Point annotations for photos

------------------------------------------------

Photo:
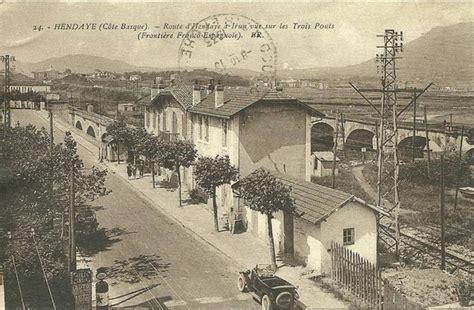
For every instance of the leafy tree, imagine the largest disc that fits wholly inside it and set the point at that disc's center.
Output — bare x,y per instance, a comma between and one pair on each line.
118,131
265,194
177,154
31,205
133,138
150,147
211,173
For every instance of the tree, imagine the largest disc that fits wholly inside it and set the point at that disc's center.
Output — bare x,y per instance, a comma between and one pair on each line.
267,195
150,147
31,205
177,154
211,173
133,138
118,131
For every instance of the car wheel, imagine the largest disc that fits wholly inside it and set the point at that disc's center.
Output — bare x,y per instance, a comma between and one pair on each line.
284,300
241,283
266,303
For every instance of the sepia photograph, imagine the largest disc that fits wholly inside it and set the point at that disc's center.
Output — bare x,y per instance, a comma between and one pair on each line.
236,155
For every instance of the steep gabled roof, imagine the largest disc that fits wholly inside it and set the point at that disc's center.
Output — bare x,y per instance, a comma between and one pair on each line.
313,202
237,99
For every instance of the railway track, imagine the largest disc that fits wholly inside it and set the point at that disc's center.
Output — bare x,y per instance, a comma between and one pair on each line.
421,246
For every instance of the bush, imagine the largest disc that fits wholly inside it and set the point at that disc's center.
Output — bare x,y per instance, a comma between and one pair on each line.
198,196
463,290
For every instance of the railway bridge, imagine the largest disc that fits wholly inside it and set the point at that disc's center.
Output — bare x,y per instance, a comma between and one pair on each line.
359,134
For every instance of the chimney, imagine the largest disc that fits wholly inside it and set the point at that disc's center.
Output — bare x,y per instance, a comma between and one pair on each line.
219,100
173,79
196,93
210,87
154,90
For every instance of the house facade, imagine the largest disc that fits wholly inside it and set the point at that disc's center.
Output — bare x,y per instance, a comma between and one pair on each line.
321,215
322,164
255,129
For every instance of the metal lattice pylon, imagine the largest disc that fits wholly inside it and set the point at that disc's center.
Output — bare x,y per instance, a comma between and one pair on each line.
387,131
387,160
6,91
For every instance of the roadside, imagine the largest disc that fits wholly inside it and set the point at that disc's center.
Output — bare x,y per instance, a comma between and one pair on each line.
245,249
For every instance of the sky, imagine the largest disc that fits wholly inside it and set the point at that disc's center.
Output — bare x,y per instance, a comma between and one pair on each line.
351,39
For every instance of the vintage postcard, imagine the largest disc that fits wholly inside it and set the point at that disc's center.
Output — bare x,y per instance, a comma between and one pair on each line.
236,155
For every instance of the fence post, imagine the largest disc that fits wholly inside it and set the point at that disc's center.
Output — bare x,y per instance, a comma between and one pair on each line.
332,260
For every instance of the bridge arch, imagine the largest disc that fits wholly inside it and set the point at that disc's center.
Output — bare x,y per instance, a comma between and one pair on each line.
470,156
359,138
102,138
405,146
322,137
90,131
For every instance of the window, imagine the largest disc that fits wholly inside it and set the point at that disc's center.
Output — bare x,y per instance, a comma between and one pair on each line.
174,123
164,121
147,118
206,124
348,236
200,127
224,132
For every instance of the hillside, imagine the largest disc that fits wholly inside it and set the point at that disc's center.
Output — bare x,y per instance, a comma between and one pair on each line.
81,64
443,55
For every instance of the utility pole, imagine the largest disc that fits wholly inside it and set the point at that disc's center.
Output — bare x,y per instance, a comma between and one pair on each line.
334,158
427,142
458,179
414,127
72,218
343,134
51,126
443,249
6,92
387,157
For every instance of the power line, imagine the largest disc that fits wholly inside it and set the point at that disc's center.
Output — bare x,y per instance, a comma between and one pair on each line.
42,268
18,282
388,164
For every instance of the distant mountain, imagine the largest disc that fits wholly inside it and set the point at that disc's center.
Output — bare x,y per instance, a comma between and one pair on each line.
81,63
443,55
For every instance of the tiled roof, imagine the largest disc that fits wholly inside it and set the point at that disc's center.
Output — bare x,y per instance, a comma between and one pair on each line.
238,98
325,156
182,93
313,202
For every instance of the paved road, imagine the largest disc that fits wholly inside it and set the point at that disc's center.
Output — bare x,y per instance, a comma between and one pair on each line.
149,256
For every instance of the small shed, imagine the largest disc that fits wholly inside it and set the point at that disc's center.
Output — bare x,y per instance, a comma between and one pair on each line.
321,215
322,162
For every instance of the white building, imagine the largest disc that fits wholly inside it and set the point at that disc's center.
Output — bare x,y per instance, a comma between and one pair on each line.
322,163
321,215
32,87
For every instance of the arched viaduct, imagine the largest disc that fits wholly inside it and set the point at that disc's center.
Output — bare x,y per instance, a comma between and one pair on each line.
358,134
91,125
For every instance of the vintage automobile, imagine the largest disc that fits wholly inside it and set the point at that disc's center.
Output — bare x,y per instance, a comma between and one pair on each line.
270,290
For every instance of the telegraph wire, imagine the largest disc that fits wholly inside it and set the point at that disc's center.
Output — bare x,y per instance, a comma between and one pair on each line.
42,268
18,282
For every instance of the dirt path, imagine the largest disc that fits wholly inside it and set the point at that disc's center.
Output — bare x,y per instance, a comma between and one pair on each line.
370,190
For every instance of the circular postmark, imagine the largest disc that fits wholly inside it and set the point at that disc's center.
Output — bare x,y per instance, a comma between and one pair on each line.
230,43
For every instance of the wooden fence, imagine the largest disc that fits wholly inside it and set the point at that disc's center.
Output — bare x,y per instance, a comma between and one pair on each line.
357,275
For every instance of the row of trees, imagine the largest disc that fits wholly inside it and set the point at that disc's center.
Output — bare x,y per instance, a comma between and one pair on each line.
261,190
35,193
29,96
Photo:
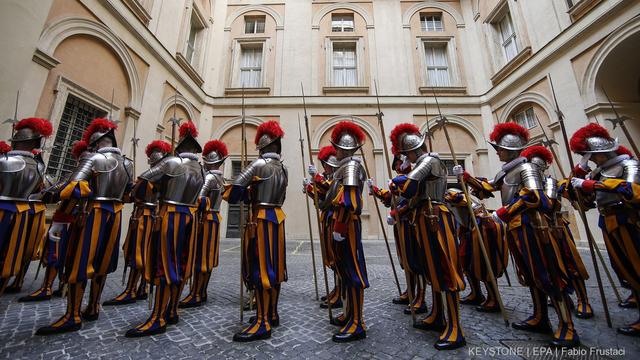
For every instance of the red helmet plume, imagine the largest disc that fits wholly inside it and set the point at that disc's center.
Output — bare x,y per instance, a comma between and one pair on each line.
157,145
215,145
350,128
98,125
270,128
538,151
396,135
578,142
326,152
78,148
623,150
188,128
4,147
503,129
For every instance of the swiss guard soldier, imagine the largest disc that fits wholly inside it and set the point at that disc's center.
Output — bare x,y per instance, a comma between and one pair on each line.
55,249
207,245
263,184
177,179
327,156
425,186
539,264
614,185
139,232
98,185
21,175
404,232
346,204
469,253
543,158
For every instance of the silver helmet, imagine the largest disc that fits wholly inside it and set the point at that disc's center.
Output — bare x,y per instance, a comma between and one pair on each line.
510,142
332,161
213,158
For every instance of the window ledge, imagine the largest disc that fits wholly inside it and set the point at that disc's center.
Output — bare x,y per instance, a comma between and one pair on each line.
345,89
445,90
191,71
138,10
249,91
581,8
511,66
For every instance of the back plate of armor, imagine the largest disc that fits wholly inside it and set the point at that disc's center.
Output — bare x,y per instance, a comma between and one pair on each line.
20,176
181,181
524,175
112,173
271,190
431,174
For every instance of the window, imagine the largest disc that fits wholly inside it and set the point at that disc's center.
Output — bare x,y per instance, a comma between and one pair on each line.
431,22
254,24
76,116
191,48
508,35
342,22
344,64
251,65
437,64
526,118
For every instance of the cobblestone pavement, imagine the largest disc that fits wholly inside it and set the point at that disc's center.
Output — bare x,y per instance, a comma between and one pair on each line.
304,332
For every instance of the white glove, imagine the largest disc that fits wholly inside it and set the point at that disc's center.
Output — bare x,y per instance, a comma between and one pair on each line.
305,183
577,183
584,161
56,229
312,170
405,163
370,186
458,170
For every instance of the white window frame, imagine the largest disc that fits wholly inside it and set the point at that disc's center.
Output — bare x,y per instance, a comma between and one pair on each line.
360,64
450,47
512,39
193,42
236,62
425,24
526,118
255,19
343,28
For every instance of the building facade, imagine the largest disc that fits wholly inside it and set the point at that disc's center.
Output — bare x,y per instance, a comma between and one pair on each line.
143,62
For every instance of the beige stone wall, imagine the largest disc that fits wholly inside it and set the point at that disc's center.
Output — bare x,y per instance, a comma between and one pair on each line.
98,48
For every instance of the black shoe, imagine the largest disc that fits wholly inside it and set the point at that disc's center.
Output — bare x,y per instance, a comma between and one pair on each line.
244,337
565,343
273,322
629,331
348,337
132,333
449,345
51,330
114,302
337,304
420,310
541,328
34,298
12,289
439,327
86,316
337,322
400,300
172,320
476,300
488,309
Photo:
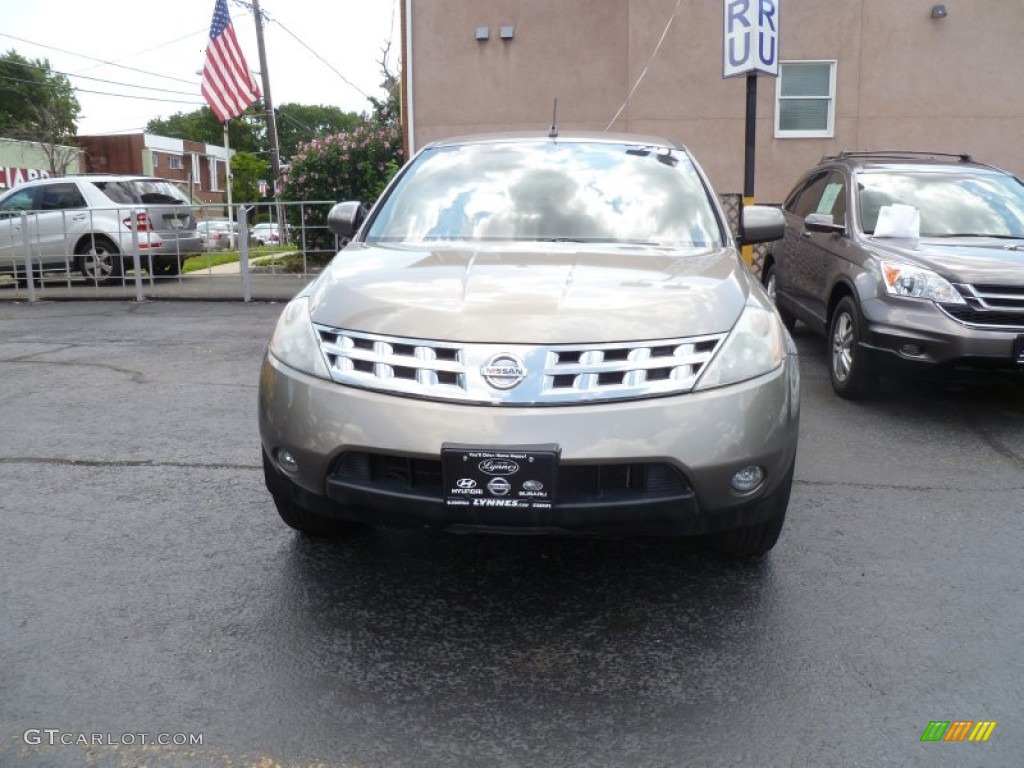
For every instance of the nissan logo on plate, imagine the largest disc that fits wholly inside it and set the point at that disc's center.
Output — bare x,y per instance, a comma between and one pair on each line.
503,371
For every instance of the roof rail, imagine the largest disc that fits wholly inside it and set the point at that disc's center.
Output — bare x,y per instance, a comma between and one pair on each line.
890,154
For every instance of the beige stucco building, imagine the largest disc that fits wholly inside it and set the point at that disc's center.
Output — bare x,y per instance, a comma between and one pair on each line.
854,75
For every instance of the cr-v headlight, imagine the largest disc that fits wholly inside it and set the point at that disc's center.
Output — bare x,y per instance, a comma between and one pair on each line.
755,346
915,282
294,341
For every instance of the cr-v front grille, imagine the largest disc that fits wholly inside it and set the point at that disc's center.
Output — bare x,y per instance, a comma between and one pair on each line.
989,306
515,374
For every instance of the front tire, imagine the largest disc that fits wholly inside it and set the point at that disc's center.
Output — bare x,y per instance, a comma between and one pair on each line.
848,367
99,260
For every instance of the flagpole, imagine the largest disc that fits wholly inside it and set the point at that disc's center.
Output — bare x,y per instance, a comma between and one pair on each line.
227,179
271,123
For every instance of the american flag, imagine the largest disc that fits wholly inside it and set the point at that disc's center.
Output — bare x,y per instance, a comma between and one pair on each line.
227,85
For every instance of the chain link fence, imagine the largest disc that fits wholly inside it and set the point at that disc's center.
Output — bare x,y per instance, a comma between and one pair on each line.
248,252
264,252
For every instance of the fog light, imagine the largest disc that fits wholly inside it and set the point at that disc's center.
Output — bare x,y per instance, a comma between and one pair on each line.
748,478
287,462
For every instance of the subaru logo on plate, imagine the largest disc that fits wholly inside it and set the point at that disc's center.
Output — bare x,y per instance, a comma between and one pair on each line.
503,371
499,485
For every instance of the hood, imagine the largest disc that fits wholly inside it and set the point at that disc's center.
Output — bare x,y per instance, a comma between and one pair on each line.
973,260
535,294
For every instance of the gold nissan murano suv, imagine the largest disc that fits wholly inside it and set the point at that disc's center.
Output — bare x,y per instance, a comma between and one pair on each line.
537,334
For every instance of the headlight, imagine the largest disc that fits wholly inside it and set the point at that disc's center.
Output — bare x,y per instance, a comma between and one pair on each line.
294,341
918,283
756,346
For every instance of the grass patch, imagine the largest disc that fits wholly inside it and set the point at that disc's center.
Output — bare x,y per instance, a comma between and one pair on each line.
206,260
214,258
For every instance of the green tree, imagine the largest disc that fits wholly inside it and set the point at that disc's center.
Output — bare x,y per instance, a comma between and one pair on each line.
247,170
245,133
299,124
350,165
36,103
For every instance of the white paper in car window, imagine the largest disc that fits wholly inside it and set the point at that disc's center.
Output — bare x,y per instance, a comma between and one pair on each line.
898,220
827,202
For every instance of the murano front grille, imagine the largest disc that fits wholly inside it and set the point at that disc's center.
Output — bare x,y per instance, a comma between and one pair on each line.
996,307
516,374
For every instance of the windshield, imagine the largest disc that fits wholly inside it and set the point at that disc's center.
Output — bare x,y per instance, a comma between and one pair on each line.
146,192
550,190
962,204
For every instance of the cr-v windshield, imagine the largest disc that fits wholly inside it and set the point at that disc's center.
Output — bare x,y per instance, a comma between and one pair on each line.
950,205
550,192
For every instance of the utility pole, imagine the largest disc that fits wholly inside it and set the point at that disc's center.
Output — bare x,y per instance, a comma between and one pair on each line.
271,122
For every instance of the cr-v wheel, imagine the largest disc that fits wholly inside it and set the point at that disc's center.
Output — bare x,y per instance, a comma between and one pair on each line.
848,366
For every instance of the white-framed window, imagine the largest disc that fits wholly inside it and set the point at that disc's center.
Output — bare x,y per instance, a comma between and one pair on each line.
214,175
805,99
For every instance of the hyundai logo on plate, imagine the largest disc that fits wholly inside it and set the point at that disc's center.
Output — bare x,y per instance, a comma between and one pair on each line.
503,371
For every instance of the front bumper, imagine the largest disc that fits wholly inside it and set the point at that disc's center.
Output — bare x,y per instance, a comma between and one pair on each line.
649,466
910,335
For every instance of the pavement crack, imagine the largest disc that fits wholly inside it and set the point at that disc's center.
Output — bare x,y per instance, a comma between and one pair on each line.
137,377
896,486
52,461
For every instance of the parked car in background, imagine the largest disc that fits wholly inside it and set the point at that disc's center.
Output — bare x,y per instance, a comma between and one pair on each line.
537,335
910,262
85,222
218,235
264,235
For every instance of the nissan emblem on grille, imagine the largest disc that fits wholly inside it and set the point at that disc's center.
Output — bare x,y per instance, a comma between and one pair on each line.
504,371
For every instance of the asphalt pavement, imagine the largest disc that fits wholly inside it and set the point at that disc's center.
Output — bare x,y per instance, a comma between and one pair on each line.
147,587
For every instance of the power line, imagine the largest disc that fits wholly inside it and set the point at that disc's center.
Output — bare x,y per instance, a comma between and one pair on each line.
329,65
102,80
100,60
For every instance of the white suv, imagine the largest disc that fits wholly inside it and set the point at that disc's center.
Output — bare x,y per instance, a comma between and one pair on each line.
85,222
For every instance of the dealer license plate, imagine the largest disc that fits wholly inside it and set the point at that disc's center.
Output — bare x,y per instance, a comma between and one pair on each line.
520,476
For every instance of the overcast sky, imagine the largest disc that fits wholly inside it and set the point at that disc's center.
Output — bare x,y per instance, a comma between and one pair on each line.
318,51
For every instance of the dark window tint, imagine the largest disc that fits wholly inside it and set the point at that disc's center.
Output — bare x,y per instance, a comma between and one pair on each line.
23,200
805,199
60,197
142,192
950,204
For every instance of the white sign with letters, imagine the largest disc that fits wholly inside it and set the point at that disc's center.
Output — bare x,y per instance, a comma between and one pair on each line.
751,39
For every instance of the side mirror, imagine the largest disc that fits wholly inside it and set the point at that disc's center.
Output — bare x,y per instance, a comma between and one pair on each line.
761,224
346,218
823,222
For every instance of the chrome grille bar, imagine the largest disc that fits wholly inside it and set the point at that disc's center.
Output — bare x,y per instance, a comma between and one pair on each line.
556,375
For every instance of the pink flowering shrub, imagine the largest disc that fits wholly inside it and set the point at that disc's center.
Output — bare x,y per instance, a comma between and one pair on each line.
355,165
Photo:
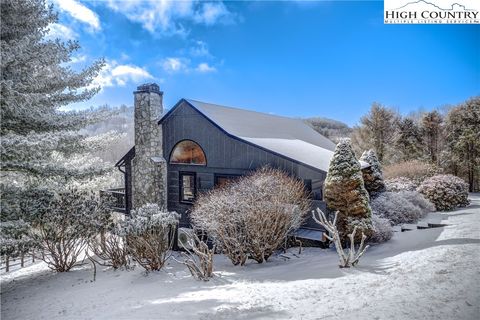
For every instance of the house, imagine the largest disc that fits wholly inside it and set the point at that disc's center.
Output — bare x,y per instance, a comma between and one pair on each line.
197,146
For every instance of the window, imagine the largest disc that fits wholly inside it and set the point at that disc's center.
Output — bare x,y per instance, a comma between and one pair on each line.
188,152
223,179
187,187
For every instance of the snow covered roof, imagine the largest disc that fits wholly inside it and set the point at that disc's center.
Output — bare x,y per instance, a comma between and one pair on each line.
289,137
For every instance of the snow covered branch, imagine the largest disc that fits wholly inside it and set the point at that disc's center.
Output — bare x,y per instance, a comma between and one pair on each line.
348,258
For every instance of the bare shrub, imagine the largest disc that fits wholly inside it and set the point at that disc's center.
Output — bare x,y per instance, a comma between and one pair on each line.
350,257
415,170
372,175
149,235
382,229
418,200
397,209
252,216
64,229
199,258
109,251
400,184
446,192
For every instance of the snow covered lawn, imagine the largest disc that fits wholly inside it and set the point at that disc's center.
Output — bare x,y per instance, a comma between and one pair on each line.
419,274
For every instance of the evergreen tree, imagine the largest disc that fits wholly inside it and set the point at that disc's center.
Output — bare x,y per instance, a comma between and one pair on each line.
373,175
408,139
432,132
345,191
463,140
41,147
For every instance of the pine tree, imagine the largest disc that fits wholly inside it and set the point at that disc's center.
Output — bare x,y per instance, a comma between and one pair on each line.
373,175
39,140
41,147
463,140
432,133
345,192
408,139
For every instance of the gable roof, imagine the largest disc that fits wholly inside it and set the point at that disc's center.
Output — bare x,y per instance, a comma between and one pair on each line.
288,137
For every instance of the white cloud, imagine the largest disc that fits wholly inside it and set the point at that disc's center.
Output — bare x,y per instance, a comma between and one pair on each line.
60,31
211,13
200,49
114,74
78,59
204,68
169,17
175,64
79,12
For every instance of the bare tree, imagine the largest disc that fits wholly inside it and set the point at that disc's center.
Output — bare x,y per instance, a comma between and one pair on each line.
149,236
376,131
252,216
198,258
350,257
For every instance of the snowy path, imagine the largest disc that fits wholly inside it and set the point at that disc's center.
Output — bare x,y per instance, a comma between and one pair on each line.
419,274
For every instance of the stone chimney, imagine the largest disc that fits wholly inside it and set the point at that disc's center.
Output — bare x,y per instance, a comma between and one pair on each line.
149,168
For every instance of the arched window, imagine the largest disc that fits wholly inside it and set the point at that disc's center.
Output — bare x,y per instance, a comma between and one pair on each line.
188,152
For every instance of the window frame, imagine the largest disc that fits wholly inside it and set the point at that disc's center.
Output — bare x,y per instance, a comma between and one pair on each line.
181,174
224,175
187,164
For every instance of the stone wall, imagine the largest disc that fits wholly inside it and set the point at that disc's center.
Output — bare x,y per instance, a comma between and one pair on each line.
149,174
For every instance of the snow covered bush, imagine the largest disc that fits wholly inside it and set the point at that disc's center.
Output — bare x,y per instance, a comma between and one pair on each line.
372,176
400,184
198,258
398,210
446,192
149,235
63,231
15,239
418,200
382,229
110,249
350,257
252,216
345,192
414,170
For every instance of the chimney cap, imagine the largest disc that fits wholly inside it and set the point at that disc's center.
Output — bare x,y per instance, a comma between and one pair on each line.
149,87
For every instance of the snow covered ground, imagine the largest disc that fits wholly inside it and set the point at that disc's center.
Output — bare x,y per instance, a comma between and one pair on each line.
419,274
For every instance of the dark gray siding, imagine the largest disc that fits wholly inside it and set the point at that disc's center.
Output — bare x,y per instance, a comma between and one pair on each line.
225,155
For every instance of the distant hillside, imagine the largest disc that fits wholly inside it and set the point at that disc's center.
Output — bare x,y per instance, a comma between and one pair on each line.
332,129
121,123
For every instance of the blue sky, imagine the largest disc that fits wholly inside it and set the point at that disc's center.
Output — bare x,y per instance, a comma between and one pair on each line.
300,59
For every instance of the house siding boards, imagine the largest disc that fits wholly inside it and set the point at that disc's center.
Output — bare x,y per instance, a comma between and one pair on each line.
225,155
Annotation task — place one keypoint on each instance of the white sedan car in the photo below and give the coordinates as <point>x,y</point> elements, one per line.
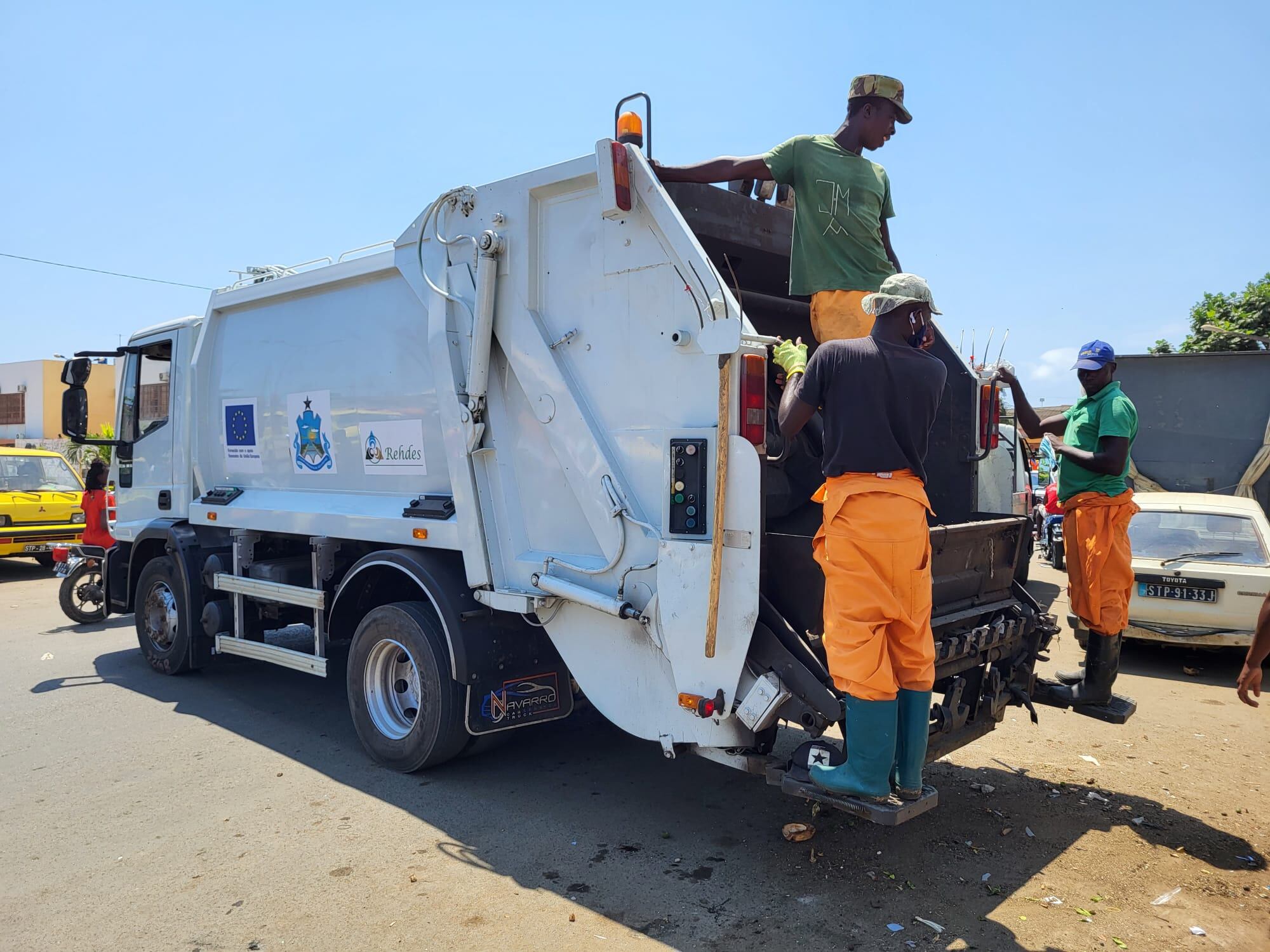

------------------------------------------------

PROBLEM: Locate the line containing "For every instance of the snow covered ground, imagine" in the records above, then output it and every line after it through the last, excluding pictures.

ANSWER TO THE PROBLEM:
For every instance of the snow covered ground, imagine the largest disc that fits wholly inside it and set the point at that disc's center.
Output — bare x,y per instance, a comma between and one pair on each line.
419,274
For every instance of the dark gray siding, imagine the largest disc that fits wholly inside it and set the point at that disc's center.
Output — bare x,y per instance, a comma between and one pair on each line.
225,155
For every instance of the distant hillside, imagine the largest disc that fits wholly inside it and set the point at that disc's center.
Output — bare x,y per instance, a comma between and one pair on each line.
332,129
121,123
For every instance of the blue sky, imagine the largest disc that fits wholly inside it and set the point at that disc's center.
Output — bare x,y per instance, a comma between and one pair on each line.
300,59
For every instance of the house siding boards, imagine the largest disc that fits wholly inside it and set the point at that disc's center.
Output — bare x,y per instance, a comma between and one pair on each line.
225,155
Annotation task — place one keypoint on each instance of the white sedan car in the photo below and give the coordinates as <point>x,y</point> elements, one per line.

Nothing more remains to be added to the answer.